:: LIGNES D'ENTRÉE ::
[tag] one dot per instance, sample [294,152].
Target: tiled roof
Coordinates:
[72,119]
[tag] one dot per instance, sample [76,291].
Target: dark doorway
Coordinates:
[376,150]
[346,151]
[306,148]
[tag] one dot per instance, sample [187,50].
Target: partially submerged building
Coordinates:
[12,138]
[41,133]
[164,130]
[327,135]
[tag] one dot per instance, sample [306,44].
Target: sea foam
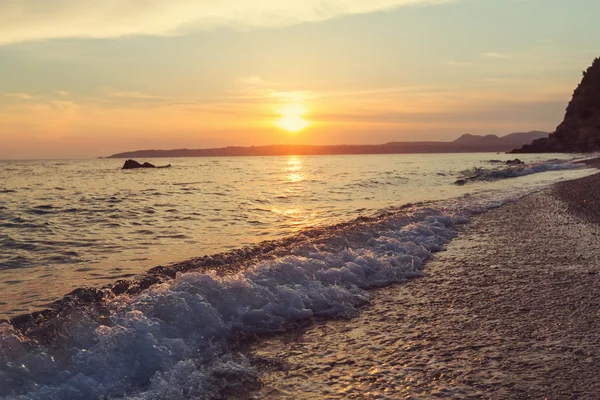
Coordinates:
[479,174]
[178,339]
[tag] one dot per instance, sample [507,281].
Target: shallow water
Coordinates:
[65,224]
[175,339]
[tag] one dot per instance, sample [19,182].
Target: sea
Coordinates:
[329,228]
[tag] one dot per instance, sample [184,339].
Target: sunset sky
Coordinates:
[81,78]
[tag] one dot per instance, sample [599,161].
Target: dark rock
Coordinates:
[132,164]
[516,161]
[120,287]
[580,130]
[86,295]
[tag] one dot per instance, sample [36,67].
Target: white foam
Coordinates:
[174,340]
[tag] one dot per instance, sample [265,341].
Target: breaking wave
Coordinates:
[178,339]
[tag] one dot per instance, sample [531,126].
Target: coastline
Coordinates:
[288,285]
[509,311]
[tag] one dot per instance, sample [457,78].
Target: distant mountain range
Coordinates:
[580,130]
[464,144]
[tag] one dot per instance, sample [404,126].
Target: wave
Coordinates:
[514,171]
[176,338]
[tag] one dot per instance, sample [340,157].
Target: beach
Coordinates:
[489,294]
[510,310]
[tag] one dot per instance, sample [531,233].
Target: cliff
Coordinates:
[580,130]
[464,144]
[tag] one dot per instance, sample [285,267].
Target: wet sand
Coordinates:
[510,311]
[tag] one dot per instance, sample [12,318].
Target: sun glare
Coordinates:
[292,119]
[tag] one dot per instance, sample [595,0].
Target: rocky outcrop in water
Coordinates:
[580,129]
[132,164]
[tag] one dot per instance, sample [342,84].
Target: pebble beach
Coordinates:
[510,310]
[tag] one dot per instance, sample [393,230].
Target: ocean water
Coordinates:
[75,223]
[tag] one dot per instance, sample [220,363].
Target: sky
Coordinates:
[83,78]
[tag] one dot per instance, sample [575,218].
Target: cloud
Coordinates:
[26,20]
[22,96]
[498,56]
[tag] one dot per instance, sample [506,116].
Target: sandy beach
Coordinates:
[511,310]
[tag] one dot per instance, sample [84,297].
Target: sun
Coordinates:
[292,118]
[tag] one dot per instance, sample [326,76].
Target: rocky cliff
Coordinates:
[580,129]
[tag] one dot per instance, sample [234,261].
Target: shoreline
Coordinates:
[508,311]
[223,263]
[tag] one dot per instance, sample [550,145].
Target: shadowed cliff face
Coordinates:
[580,129]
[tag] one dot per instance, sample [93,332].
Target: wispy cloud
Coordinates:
[25,20]
[454,63]
[498,56]
[22,96]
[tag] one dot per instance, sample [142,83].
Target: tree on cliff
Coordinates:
[580,129]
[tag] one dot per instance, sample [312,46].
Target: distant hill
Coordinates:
[464,144]
[580,129]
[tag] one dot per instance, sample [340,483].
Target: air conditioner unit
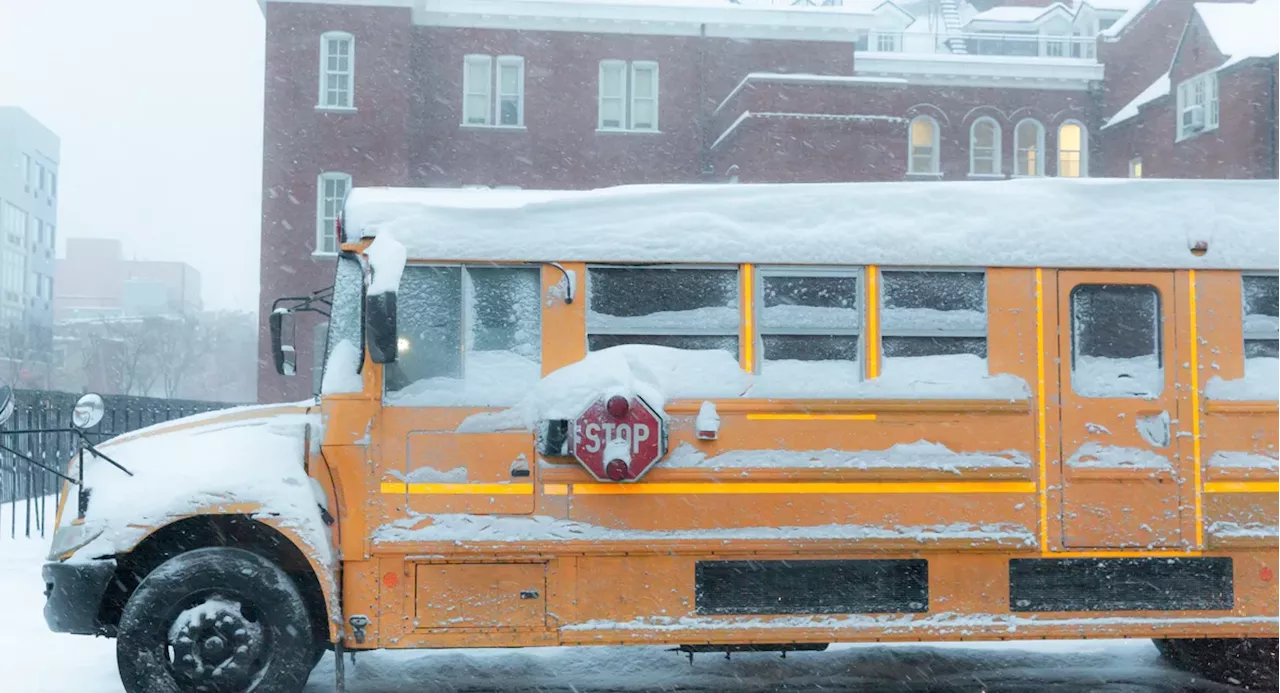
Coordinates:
[1193,118]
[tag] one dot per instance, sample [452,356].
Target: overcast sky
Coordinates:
[159,108]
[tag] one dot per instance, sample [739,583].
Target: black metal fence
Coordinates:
[27,492]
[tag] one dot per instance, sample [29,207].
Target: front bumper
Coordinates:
[73,595]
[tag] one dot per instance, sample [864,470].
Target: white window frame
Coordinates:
[325,224]
[492,90]
[760,329]
[627,105]
[997,137]
[936,162]
[1084,147]
[323,96]
[1207,97]
[1040,149]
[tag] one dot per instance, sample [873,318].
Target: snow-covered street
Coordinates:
[35,660]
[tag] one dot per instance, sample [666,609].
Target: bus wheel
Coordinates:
[1249,662]
[215,620]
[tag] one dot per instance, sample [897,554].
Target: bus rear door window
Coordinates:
[467,337]
[1115,341]
[694,309]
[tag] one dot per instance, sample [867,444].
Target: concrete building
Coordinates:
[95,281]
[28,232]
[565,94]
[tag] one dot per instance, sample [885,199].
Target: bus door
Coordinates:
[1121,481]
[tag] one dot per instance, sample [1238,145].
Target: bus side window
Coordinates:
[935,315]
[809,331]
[676,308]
[1261,317]
[467,337]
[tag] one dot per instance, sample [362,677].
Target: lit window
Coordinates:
[1073,155]
[1197,105]
[1029,142]
[629,95]
[676,308]
[337,69]
[480,82]
[924,146]
[984,147]
[332,190]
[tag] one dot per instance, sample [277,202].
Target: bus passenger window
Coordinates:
[677,308]
[467,337]
[1115,341]
[809,331]
[935,320]
[1261,317]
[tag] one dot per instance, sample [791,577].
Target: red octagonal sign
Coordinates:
[618,438]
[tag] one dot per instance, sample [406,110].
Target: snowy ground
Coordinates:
[33,660]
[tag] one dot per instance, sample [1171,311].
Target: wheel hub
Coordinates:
[215,647]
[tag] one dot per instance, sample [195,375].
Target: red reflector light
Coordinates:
[617,406]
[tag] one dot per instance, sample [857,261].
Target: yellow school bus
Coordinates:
[725,418]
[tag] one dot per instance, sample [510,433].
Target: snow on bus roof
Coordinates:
[1088,223]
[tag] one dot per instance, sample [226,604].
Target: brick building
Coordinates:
[577,94]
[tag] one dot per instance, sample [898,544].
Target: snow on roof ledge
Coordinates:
[1014,223]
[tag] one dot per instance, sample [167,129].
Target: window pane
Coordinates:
[595,342]
[430,327]
[1115,341]
[662,300]
[809,347]
[809,302]
[504,314]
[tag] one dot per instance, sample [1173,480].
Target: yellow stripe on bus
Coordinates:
[458,489]
[810,416]
[1242,487]
[709,488]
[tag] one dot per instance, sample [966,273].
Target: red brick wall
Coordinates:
[301,142]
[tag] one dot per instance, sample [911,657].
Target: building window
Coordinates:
[1029,142]
[332,190]
[466,336]
[480,82]
[679,308]
[1073,150]
[629,95]
[984,147]
[337,69]
[809,328]
[1197,105]
[924,146]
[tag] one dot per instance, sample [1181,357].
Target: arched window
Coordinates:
[923,145]
[984,147]
[1073,150]
[1029,145]
[337,71]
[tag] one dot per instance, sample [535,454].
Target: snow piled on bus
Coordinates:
[659,374]
[1054,223]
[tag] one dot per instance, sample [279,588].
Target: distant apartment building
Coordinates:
[28,229]
[94,279]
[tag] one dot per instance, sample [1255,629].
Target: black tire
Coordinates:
[1248,662]
[215,620]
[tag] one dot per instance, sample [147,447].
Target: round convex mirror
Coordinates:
[88,411]
[5,404]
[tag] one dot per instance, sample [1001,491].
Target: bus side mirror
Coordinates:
[380,329]
[282,342]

:: EXERCICE ::
Reprenez toute la liste ci-dessus en remplaçant « Coordinates » par « Points » partout, sans rien modifier d'autre, et omettez les images dans votre réponse.

:: SOLUTION ::
[tag] one dot per instance, sample [294,152].
Target: tiled roof
Points:
[72,119]
[tag] one dot per instance, sample [76,291].
Target: dark doorway
Points:
[376,150]
[346,151]
[306,148]
[tag] one dot per instance, sample [187,50].
Target: partially submerged building
Points:
[12,138]
[41,133]
[164,130]
[327,135]
[tag] one dot per instance, sample [306,44].
Target: sea foam
Points:
[479,174]
[178,339]
[tag] one dot per instance, sample [507,281].
Target: shallow water
Points:
[65,224]
[175,339]
[tag] one dot per instance, sample [19,182].
Target: sea
Points:
[329,228]
[tag] one dot per instance, sample [184,339].
Target: sunset sky
Points:
[81,78]
[tag] one dot per instance, sample [599,161].
Target: dark rock
Points:
[132,164]
[516,161]
[120,287]
[580,130]
[86,295]
[tag] one dot per instance, sample [36,67].
Target: white foam
Points:
[174,340]
[tag] one dot per instance, sample [265,341].
Target: breaking wave
Points:
[178,339]
[tag] one dot per instance, sample [531,126].
Target: coastline
Points:
[288,285]
[509,311]
[tag] one dot per instance, sample [457,78].
Target: distant mountain range
Points:
[580,130]
[464,144]
[tag] one dot per instance, sample [404,126].
Target: wave
Points:
[514,171]
[176,338]
[tag] one dot per instance, sample [340,157].
Target: beach
Points:
[489,294]
[510,310]
[tag] one dot per instance, sample [531,233].
Target: cliff
Points:
[580,130]
[464,144]
[tag] one dot per instance, sample [285,267].
Target: wet sand
Points:
[510,311]
[tag] one dot per instance, sample [12,318].
Target: sun glare
Points:
[292,119]
[tag] one dot per instance, sample [595,0].
Target: rocky outcrop in water
Points:
[580,129]
[132,164]
[tag] one dot per instance, sample [342,84].
Target: pebble beach
Points:
[510,310]
[tag] one dot per instance, sample [393,230].
Target: ocean water
Points:
[75,223]
[tag] one dot per instance, sample [220,363].
Target: sky
Points:
[83,78]
[tag] one dot per instance, sample [575,218].
Target: cloud
Points:
[26,20]
[22,96]
[498,56]
[tag] one dot per instance, sample [506,116].
Target: sandy beach
Points:
[511,310]
[tag] one dot per instance, sample [84,297].
Target: sun
Points:
[292,118]
[tag] one dot per instance, sample [326,76].
Target: rocky cliff
Points:
[580,129]
[tag] one dot per instance, sample [234,261].
Target: shoreline
Points:
[508,311]
[223,263]
[tag] one dot per instance, sample [550,145].
Target: shadowed cliff face
Points:
[580,129]
[tag] one dot per instance, sample [93,332].
Target: wispy cloud
Points:
[25,20]
[454,63]
[498,56]
[22,96]
[tag] one dot per instance, sample [142,83].
Target: tree on cliff
Points:
[580,129]
[tag] one dot per instance, sample [312,46].
Target: distant hill
Points:
[464,144]
[580,129]
[tag] one dot per instance, sample [340,483].
Target: air conditioner unit
Points:
[1193,118]
[tag] one dot per instance, sample [452,356].
Target: overcast sky
Points:
[159,108]
[tag] one dot per instance, sample [739,583].
Target: black metal fence
Points:
[27,492]
[tag] one dot per instance, sample [29,207].
Target: front bumper
Points:
[73,595]
[tag] one dot per instance, sample [864,470].
Target: white window frame
Points:
[325,224]
[492,90]
[760,329]
[627,105]
[997,137]
[936,162]
[1084,147]
[323,96]
[1207,97]
[1040,149]
[tag] one dot per instance, sample [873,318].
Target: snow-covered street
Points:
[35,660]
[tag] one dot per instance, sample [666,609].
Target: bus wheel
Points:
[1249,662]
[215,620]
[tag] one dot per instance, sample [897,554].
Target: bus rear door window
Points:
[467,337]
[1115,341]
[694,309]
[tag] one dot per instance, sample [867,444].
Target: concrete building
Points:
[95,281]
[28,232]
[565,94]
[tag] one dot per instance, sample [885,199].
Target: bus door
Points:
[1121,481]
[tag] one dot per instance, sample [1238,145].
Target: bus side window
Points:
[935,315]
[809,331]
[676,308]
[1261,317]
[467,337]
[tag] one dot per instance, sample [362,677].
Target: lit window
Points:
[1073,155]
[1197,105]
[1029,142]
[629,95]
[676,308]
[337,69]
[480,82]
[924,146]
[984,147]
[332,190]
[tag] one dot per instance, sample [277,202].
Target: bus passenger window
Points:
[677,308]
[467,337]
[1115,341]
[809,331]
[935,320]
[1261,317]
[tag] one dot per instance, sample [791,577].
Target: red octagonal sign
Points:
[618,438]
[tag] one dot per instance, sample [406,110].
Target: snowy ground
Points:
[33,660]
[tag] one dot per instance, sample [1171,311].
Target: wheel hub
Points:
[215,647]
[tag] one dot per instance, sample [195,375].
Target: red reflector light
Points:
[617,406]
[tag] one dot per instance, sample [857,261].
Target: yellow school bus
Points:
[725,418]
[tag] one dot per instance, sample [510,433].
Target: snow on bus roof
Points:
[1088,223]
[tag] one dot per instance, sample [226,604].
Target: brick building
Points:
[577,94]
[tag] one dot per instance, sample [898,544].
Target: snow on roof ledge
Points:
[1014,223]
[tag] one dot per instance, sample [167,129].
Target: window pane
Points:
[595,342]
[430,327]
[1115,341]
[662,300]
[809,347]
[809,302]
[504,314]
[tag] one dot per instance, sample [1173,480].
Target: yellow stripe on bus
Points:
[458,489]
[810,416]
[1242,487]
[709,488]
[tag] one dot per instance, sample [966,273].
Target: red brick wall
Points:
[301,142]
[tag] one dot per instance, sample [911,657].
Target: building window
Points:
[1029,142]
[332,190]
[466,336]
[480,82]
[679,308]
[1073,150]
[629,95]
[984,147]
[337,69]
[809,328]
[1197,105]
[924,146]
[tag] one dot per instance, sample [1181,357].
Target: arched window
Points:
[923,145]
[984,147]
[1073,150]
[1029,145]
[337,71]
[tag] one dot per instance, sample [535,454].
Target: snow piled on bus
Points:
[659,374]
[1054,223]
[tag] one dot per instance, sample [279,588].
Target: distant apartment building
Points:
[28,229]
[94,279]
[tag] one dot per instance, sample [1255,629].
Target: black tire
Points:
[1248,662]
[215,620]
[tag] one dot per instance, sample [147,447].
Target: round convex mirror
Points:
[88,411]
[5,404]
[tag] one dot per instance, sample [1001,491].
Target: bus side mirror
Points:
[380,329]
[282,342]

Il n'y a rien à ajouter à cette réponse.